Problems from this condition may be divided into four categories: 1) local prominence and impingement by the exostoses; 2) asymmetric growth of two-bone segments, such as the forearm and the leg; 3) limb-length inequality; and 4) late degeneration into chondrosarcoma.
Local prominence may cause pressure on muscles, tendons, or nerves, resulting in pain, limited motion (i.e., forearm motion), or nerve palsy (i.e., peroneal palsy from a proximal fibular lesion). Asymmetric growth often results in angular deformities of the upper and lower limbs. Valgus may develop at the wrist, knee, and ankle. The natural history of these deformities has been described as progressive, with variable weakness, functional impairment, and worsening cosmetic deformity of the extremity. Limb-length inequality is common due to more involvement of one limb than the other. Malignant transformation in the pediatric age group is very rare, and is difficult to monitor. The most practical way is educating patients and parents about signs of malignant transformation, such as increased growth of an exostosis or pain over an exostosis.
Radiographic Findings
Unlike solitary osteochondromas, hereditary multiple exostoses involve a significantly greater portion of the metaphysis or diaphysis and are generally more irregular in shape. Over time, lesions that begin in the metaphyseal region migrate into the diaphysis of the long bones. The exostoses vary in number, size, and configuration. Like solitary osteochondromas, they may grow perpendicular to the bone in a sessile or pedunculated fashion.
They nearly always point away from the physis. The cortex of the exostosis is contiguous with that of the bone itself. Exostoses on the undersurface of the scapula may be identified on plain films, but are best evaluated by CT.

-- Excerpted records --
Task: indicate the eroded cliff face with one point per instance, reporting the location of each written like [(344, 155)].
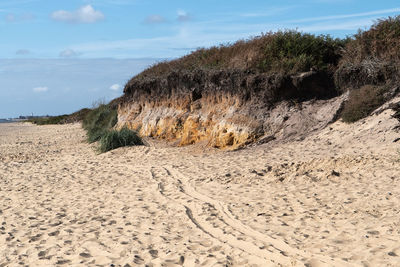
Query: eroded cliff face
[(228, 109)]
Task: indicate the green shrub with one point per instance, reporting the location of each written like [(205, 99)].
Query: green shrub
[(112, 139), (362, 102), (282, 51), (49, 120), (98, 121), (292, 51)]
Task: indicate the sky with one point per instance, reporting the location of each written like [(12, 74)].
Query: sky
[(59, 56)]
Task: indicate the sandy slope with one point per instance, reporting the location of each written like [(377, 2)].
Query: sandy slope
[(331, 199)]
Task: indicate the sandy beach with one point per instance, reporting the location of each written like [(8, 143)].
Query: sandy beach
[(331, 199)]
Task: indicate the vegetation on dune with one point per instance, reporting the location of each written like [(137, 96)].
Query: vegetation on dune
[(381, 41), (99, 123), (281, 52), (112, 139), (370, 68)]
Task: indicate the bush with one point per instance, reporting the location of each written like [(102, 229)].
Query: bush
[(49, 120), (362, 102), (112, 139), (98, 121), (283, 51)]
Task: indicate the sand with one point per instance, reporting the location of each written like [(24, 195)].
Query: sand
[(331, 199)]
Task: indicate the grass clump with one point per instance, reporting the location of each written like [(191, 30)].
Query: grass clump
[(98, 121), (362, 102), (112, 139)]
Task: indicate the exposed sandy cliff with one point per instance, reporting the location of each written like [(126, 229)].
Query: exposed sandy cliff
[(277, 86), (228, 108)]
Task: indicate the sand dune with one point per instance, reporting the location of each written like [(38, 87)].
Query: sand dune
[(331, 199)]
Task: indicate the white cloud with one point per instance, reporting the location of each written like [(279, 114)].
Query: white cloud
[(68, 53), (115, 87), (85, 14), (154, 19), (19, 18), (22, 52), (40, 89), (10, 18), (347, 16), (183, 16)]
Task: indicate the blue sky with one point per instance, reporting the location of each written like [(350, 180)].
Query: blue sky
[(59, 56)]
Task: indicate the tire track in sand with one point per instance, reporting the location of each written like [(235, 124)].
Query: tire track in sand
[(215, 219)]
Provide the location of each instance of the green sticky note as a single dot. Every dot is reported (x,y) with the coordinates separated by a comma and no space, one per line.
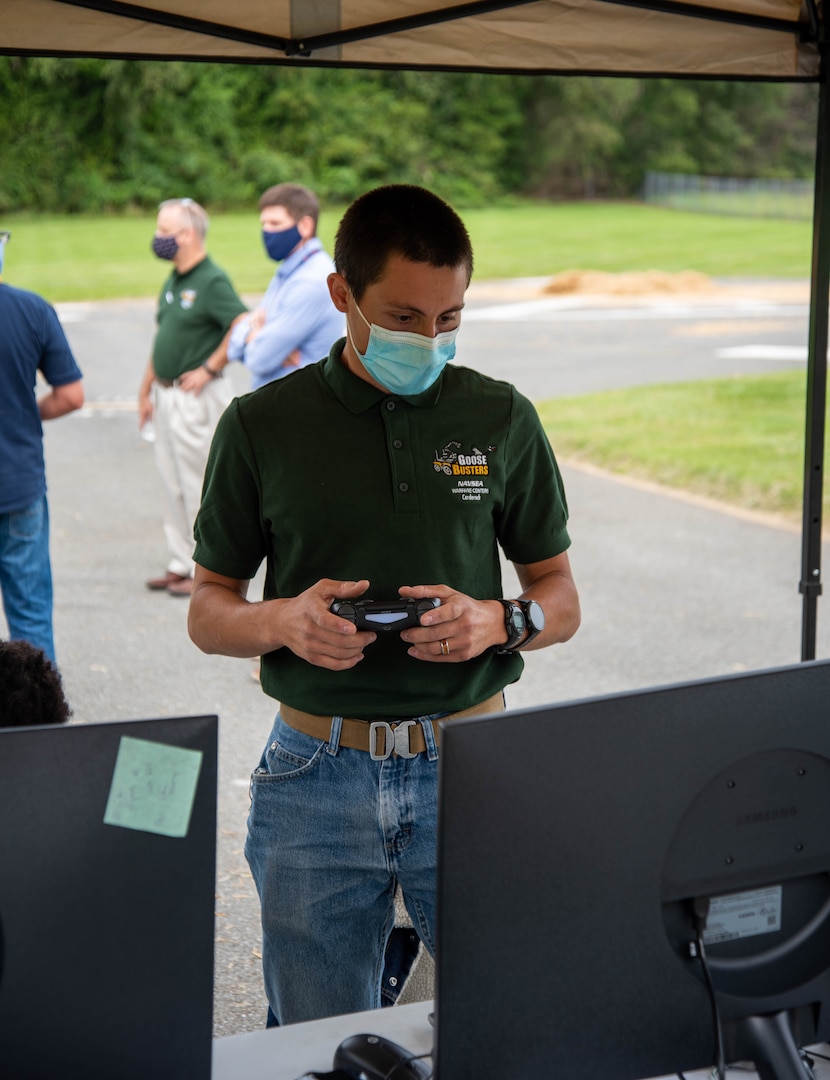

-- Problems and tasks --
a) According to the exostoses text, which imaging method best evaluates exostoses on the undersurface of the scapula?
b) Extend the text on hereditary multiple exostoses past its last sentence.
The rows have nothing to do with the exostoses text.

-- Answer set --
a) CT

b)
The ulna is shorter than the radius and the radius is bowed laterally, with its concavity towards the short ulna. Often the distal end of the ulna is more severely affected than the distal end of the radius, leading to this discrepancy in length. Subluxation/dislocation of the radial head occurs and is usually associated with a negative ulnar variance. The femoral necks are usually wide and in valgus. Genu valgum and ankle valgus may be seen.
Orthopaedic Considerations
Because the lesions are numerous and multiple bones are affected, a careful evaluation of the upper and lower limbs, including range of motion of the joints, neurologic examination, and measurement of the angular deformities, should be performed. Any exostoses causing significant symptoms should be excised. Reasonable indications include pain, growth disturbance leading to angular deformity or limb-length discrepancy, joint motion compromised by juxta-articular lesions, soft tissue impingement or tethering, false aneurysm produced by an osteochondroma, painful bursa formation, obvious cosmetic deformity, and a rapid increase in the size of a lesion.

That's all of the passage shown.